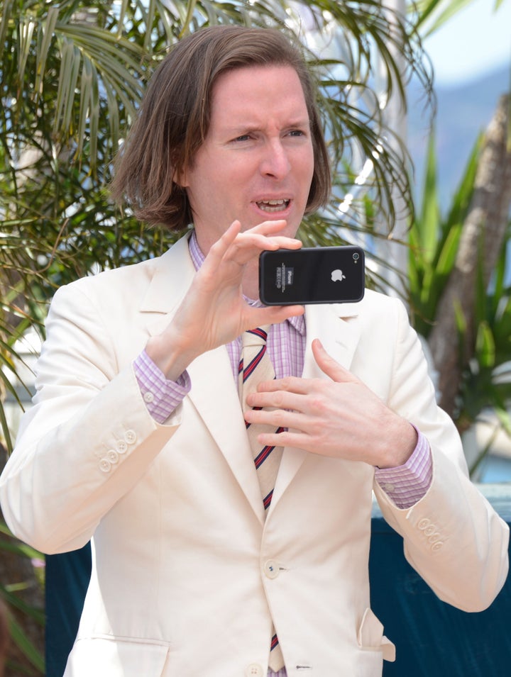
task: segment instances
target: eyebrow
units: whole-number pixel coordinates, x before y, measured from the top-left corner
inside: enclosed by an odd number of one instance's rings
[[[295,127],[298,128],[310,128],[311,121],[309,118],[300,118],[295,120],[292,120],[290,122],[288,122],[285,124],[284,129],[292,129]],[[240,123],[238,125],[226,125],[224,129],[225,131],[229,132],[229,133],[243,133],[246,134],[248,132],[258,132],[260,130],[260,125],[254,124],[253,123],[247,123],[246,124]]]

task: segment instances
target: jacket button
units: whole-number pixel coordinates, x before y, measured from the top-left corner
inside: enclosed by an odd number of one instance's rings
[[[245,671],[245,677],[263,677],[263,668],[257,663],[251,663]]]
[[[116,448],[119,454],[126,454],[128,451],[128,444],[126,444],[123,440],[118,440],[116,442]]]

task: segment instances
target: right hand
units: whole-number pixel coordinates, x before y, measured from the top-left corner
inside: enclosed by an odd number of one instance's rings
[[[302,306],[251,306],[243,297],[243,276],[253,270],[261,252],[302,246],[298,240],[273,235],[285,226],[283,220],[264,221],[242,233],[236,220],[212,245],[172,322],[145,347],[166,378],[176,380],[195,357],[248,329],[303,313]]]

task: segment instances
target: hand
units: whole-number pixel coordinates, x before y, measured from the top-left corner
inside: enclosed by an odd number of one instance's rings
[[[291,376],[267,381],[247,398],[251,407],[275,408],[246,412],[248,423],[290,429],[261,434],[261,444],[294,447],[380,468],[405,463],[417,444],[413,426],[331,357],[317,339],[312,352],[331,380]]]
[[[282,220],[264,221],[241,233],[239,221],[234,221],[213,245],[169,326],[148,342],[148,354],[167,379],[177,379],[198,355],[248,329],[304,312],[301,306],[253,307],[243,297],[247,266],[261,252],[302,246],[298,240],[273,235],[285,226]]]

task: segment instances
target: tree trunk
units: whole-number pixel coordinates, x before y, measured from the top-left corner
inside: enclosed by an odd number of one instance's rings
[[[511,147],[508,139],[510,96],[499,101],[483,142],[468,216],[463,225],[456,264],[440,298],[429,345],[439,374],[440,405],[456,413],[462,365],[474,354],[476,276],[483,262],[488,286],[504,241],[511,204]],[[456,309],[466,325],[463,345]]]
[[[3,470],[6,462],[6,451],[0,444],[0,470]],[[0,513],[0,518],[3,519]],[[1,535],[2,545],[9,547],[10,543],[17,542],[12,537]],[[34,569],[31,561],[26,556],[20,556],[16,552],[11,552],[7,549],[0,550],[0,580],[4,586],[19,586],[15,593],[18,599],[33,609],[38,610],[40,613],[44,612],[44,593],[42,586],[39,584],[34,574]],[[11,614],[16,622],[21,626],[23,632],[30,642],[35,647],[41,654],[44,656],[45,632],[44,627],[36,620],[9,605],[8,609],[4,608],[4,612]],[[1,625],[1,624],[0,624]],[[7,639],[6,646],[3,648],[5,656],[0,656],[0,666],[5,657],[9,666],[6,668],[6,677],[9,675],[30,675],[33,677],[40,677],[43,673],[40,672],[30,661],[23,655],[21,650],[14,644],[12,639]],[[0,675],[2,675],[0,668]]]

● ● ● ● ●

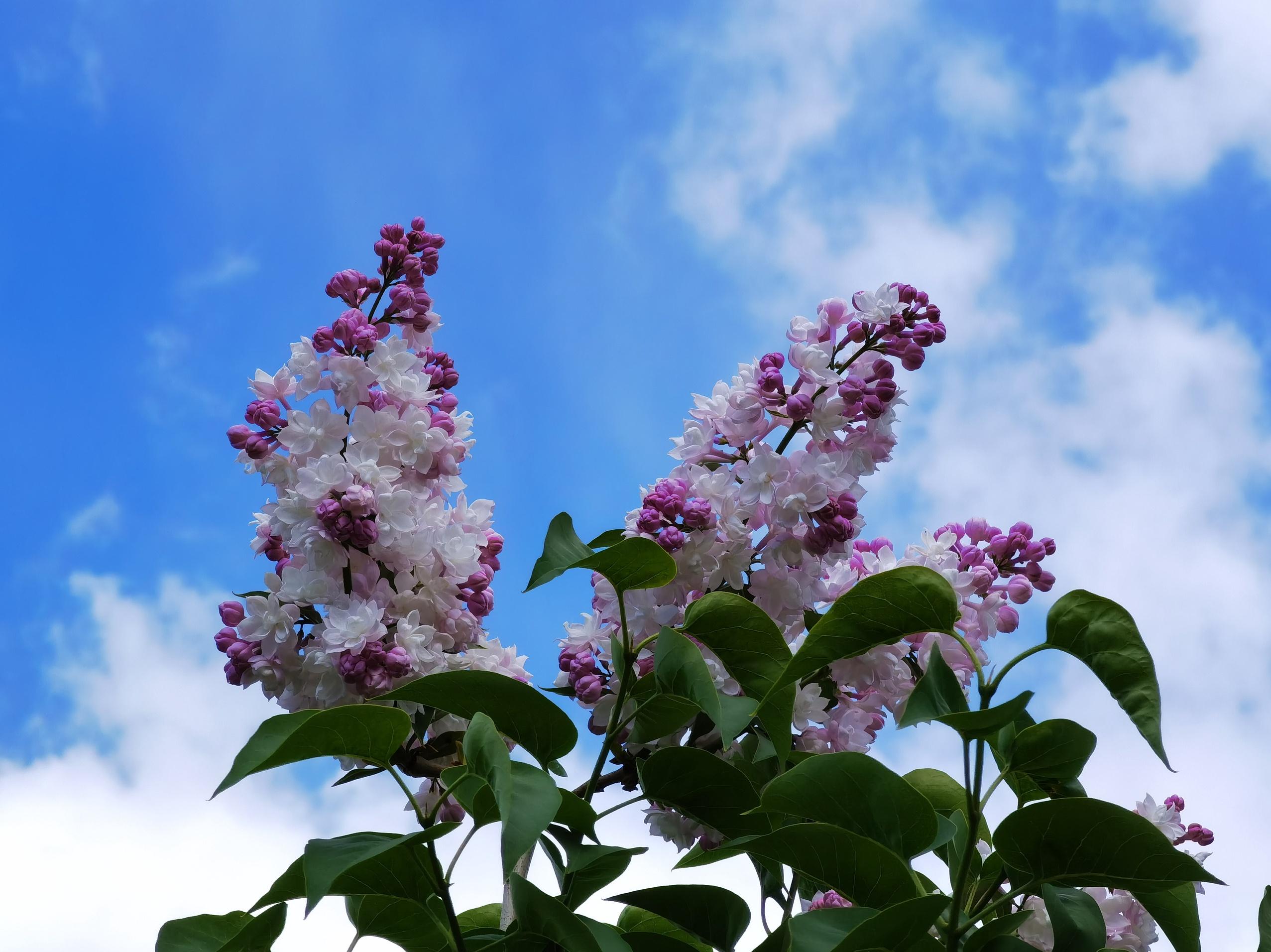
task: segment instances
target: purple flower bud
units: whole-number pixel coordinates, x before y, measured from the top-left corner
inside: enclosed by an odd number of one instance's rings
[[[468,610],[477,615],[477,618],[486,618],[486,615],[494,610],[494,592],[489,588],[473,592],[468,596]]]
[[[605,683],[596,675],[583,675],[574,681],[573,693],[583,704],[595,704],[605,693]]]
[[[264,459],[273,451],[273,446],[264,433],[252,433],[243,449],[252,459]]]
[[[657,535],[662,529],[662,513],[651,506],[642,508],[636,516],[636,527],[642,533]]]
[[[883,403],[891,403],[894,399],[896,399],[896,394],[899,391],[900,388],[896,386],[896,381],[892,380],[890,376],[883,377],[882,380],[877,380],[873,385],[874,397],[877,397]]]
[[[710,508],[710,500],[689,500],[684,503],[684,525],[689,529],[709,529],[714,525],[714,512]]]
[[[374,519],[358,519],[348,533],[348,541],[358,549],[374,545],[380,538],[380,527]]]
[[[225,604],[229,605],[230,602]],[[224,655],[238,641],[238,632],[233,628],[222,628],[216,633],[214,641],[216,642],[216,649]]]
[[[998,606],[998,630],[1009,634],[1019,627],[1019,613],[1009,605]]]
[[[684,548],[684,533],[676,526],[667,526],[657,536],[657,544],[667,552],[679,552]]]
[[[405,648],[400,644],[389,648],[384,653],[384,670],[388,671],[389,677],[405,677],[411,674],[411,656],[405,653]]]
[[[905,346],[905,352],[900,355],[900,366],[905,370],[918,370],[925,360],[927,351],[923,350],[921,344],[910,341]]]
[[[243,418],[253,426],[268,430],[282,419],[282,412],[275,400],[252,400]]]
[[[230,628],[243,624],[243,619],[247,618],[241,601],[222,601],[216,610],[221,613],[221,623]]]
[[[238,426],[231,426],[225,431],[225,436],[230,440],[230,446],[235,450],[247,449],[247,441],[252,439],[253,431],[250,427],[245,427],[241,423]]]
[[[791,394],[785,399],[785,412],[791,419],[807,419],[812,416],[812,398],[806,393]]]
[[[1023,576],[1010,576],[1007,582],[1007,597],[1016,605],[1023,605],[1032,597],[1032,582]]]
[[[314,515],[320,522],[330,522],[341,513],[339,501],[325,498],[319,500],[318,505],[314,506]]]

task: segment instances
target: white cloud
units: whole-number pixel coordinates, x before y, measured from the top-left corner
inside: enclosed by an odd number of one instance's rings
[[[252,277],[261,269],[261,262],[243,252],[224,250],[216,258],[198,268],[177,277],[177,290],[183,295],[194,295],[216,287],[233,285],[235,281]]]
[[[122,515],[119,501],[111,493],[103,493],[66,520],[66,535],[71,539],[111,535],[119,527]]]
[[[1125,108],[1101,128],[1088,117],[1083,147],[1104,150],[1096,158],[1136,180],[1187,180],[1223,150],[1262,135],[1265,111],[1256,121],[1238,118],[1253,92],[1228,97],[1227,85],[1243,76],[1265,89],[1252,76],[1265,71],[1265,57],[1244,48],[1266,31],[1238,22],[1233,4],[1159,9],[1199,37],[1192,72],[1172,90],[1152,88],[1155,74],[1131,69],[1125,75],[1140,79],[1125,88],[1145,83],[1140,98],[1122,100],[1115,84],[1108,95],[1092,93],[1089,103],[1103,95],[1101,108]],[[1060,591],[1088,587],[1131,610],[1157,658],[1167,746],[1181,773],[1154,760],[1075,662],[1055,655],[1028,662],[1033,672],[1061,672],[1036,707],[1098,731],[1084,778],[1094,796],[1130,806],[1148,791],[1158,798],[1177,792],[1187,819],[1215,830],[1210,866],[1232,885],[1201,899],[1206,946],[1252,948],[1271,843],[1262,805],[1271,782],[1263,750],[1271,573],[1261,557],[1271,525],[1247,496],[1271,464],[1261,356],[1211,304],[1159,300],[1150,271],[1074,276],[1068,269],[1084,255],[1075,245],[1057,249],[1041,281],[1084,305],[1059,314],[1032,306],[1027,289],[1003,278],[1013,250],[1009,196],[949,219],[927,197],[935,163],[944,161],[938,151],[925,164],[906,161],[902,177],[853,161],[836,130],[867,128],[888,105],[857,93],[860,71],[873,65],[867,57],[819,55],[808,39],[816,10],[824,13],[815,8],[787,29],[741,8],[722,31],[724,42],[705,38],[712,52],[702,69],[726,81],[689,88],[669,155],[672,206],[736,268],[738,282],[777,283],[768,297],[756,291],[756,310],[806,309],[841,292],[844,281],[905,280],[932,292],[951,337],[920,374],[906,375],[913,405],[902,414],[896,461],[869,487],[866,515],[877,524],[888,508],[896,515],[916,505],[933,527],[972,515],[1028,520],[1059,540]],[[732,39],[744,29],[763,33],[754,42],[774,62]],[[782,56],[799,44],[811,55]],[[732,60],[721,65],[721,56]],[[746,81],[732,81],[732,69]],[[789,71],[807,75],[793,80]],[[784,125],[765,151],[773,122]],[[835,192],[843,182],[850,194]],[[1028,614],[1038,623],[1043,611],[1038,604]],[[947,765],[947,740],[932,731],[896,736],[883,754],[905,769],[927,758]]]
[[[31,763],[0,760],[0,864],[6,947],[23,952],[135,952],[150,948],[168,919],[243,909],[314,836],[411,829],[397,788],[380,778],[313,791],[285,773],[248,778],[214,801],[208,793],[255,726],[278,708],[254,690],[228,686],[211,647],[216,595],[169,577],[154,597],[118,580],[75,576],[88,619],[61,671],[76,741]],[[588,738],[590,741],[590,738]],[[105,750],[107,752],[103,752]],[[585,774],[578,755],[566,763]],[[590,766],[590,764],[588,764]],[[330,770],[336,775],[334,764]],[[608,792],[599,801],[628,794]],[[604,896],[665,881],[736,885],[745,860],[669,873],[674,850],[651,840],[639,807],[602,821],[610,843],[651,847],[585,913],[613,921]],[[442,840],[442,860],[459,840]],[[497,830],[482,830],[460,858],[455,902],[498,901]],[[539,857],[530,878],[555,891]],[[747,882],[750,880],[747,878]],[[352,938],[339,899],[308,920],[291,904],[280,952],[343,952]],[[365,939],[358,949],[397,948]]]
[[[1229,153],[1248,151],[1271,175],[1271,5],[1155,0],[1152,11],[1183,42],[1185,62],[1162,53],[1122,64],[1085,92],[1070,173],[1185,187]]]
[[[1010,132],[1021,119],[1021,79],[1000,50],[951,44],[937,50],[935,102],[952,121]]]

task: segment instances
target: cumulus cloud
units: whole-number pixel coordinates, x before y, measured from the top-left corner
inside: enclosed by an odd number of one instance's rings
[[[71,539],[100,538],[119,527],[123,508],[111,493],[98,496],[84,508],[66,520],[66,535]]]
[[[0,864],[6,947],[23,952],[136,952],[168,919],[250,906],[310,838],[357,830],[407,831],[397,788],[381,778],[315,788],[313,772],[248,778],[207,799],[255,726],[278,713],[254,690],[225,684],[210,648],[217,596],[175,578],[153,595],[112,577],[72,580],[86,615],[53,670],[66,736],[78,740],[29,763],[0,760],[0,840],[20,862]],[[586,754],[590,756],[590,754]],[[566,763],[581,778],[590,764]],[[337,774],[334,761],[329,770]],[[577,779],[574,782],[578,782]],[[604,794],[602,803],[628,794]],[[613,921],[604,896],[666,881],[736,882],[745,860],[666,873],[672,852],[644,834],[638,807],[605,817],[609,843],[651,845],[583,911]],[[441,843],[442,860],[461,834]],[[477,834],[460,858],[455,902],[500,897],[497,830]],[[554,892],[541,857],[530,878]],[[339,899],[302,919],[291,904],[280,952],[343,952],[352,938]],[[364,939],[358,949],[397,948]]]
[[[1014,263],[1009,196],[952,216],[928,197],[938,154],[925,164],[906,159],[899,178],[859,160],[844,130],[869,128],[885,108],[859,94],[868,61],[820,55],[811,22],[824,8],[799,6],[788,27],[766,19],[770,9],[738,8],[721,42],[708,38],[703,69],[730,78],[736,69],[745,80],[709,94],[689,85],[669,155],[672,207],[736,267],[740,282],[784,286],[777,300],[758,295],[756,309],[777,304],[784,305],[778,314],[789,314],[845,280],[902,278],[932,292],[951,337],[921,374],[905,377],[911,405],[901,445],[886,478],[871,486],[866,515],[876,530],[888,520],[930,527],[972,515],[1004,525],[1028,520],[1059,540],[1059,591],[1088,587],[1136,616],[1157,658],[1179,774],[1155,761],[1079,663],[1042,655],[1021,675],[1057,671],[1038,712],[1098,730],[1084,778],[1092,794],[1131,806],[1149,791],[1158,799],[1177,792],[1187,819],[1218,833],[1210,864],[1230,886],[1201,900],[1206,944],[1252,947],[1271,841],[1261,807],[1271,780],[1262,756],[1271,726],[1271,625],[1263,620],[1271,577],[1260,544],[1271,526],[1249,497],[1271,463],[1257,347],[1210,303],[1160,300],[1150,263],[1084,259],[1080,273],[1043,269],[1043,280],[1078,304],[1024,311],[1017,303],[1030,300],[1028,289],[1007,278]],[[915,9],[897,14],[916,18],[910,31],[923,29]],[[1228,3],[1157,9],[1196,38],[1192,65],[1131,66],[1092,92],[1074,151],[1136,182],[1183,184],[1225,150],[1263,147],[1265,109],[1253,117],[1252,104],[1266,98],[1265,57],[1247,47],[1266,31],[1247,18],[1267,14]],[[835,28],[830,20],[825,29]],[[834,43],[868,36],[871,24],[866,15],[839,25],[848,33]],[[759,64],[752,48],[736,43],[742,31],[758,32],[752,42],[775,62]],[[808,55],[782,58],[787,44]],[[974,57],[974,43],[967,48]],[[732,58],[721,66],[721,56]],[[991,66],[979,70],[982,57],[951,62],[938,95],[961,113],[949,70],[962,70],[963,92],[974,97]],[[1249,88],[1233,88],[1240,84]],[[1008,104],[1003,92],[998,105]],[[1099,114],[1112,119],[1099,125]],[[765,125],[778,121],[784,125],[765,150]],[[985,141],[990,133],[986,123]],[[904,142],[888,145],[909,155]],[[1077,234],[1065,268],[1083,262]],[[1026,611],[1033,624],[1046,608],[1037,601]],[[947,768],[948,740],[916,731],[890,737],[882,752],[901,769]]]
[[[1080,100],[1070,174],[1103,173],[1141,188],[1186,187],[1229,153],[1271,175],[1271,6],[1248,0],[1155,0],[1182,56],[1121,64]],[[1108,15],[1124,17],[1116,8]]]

● ● ● ● ●

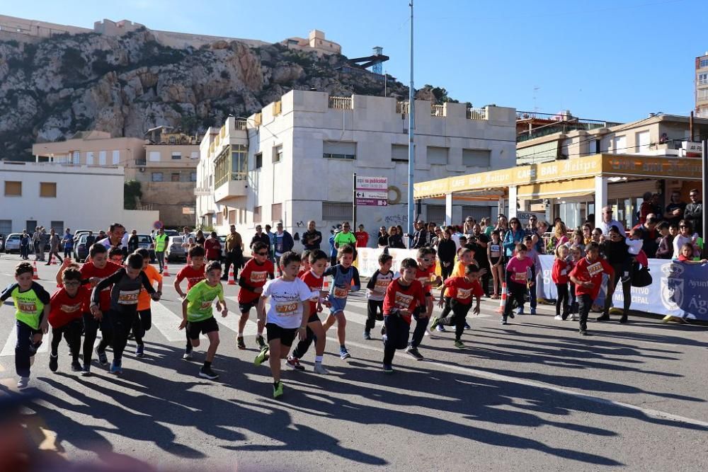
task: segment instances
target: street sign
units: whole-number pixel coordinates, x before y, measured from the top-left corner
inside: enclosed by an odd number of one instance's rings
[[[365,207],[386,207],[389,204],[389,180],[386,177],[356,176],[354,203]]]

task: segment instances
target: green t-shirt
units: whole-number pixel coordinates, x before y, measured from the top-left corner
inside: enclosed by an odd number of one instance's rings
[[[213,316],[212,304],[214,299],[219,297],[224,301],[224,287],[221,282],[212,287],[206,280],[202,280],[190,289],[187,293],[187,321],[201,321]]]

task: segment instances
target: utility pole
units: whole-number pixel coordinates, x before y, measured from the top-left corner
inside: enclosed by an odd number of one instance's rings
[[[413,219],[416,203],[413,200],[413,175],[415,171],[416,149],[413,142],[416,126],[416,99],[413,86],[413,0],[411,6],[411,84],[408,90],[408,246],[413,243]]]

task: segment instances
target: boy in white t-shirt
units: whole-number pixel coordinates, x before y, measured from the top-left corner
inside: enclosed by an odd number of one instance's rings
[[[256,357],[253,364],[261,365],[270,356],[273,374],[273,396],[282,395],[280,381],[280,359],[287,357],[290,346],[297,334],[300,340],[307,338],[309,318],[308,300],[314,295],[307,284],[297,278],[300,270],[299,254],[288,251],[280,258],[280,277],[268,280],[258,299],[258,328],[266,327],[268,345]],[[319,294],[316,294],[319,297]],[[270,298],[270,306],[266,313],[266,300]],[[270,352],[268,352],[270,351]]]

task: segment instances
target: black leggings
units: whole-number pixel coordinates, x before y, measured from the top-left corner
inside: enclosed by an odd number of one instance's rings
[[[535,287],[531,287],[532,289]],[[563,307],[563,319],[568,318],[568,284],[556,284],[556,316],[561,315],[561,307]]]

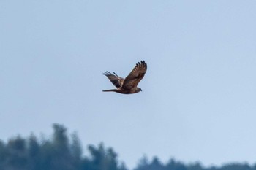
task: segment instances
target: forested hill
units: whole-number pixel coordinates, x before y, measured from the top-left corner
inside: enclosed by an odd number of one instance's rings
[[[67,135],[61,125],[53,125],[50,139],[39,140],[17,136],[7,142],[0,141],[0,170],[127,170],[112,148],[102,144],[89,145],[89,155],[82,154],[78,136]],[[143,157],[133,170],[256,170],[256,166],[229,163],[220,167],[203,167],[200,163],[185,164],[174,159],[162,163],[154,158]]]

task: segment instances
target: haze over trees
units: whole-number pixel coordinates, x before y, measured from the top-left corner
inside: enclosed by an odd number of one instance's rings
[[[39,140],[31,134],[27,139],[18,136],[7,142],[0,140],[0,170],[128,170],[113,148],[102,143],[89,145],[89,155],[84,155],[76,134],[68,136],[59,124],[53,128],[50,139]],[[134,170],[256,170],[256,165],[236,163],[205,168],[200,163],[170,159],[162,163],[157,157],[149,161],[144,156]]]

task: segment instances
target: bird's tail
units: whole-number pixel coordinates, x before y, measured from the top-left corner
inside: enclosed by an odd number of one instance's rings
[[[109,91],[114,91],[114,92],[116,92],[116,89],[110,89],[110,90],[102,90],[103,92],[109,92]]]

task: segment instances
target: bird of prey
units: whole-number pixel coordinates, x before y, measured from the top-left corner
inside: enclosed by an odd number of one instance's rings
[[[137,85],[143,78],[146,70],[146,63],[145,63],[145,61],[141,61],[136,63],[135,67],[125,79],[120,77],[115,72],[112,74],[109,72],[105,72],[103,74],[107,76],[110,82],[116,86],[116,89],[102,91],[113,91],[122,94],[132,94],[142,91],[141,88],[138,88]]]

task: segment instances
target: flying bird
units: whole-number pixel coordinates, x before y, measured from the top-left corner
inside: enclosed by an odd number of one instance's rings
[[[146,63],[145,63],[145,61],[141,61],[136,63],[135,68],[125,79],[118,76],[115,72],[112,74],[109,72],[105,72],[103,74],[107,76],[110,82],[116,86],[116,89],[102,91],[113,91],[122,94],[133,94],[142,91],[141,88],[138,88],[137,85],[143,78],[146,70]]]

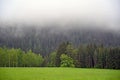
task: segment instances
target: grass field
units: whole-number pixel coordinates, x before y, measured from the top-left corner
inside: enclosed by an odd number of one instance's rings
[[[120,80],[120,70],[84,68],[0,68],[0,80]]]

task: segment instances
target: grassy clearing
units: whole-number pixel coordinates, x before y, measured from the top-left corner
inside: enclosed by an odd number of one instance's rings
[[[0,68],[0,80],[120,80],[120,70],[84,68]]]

● ● ● ● ●

Work instructions: Pull out each line of the rows above that contains the string "bird".

Complete answer:
target: bird's tail
target: bird of prey
target: flying bird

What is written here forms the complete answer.